__WHAT YOU ARE ASKED TO DO__
Print the stretch of the passage on Charles Lamb from "On 20 July 1819, at" through "died a bachelor.", word for word.

__TEXT PROVIDED__
Lamb continued to clerk for the East India Company and doubled as a writer in various genres, his tragedy, John Woodvil, being published in 1802. His farce, Mr H, was performed at Drury Lane in 1807, where it was roundly booed. In the same year, Tales from Shakespeare (Charles handled the tragedies; his sister Mary, the comedies) was published, and became a best seller for William Godwin's "Children's Library".
On 20 July 1819, at age 44, Lamb, who, because of family commitments, had never married, fell in love with an actress, Fanny Kelly, of Covent Garden, and besides writing her a sonnet he also proposed marriage. She refused him, and he died a bachelor.
His collected essays, under the title Essays of Elia, were published in 1823 ("Elia" being the pen name Lamb used as a contributor to The London Magazine).
The Essays of Elia would be criticised in the Quarterly Review (January, 1823) by Robert Southey, who thought its author to be irreligious. When Charles read the review, entitled "The Progress of Infidelity", he was filled with indignation, and wrote a letter to his friend Bernard Barton, where Lamb declared he hated the review, and emphasised that his words "meant no harm to religion". First, Lamb did not want to retort, since he actually admired Southey; but later he felt the need to write a letter "Elia to Southey", in which he complained and expressed that the fact that he was a dissenter of the Church, did not make him an irreligious man. The letter would be published in The London Magazine, on October, 1823:
Rightly taken, Sir, that Paper was not against Graces, but Want of Grace; not against the ceremony, but the carelessness and slovenliness so often observed in the performance of it. . . You have never ridiculed, I believe, what you thought to be religion, but you are always girding at what some pious, but perhaps mistaken folks, think to be so.
— Charles Lamb, "Letter of Elia to Robert Southey, Esquire"
A further collection called The Last Essays of Elia was published in 1833, shortly before Lamb's death. Also, in 1834, Samuel Coleridge died. The funeral was confined only to the family of the writer, so Lamb was prevented from attending and only wrote a letter to Rev. James Gilman, a very close [word missing], expressing his condolences.

__EXTRACTED ENTRIES__

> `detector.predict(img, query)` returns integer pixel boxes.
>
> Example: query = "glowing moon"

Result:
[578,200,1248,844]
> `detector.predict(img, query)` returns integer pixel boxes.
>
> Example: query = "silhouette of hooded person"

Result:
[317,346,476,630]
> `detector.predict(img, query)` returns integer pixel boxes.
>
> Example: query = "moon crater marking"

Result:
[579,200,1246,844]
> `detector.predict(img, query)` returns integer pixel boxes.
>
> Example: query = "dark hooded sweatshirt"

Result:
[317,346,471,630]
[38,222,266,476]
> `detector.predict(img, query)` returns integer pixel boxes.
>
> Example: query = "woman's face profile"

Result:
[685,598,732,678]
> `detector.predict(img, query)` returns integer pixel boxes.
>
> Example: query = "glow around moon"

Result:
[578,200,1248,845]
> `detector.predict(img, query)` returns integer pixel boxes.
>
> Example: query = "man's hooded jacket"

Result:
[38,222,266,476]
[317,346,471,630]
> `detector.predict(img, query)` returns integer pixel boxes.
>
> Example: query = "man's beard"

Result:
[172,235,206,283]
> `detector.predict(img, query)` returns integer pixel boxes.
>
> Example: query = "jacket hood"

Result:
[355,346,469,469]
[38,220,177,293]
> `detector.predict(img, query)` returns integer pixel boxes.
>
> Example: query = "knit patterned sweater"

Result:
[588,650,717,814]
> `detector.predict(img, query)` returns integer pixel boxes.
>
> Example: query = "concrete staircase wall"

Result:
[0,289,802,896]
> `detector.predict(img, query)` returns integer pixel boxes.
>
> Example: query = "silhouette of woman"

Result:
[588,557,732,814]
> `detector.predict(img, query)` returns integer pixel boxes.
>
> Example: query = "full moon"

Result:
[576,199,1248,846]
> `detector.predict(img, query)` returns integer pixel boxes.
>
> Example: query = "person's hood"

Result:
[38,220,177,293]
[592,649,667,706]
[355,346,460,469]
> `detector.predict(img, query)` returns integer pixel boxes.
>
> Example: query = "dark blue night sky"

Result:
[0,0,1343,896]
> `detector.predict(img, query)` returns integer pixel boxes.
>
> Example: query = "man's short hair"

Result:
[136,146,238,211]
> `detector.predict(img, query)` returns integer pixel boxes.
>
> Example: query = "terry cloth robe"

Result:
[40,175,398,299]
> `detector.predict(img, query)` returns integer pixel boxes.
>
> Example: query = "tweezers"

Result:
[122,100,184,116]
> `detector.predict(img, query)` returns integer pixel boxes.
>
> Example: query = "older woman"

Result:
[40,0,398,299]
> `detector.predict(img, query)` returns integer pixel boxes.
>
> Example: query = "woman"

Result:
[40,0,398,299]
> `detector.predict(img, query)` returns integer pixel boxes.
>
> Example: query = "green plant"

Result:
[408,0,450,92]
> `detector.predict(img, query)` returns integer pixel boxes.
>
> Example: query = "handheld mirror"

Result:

__ANSWER TO THE EXERCISE__
On 20 July 1819, at age 44, Lamb, who, because of family commitments, had never married, fell in love with an actress, Fanny Kelly, of Covent Garden, and besides writing her a sonnet he also proposed marriage. She refused him, and he died a bachelor.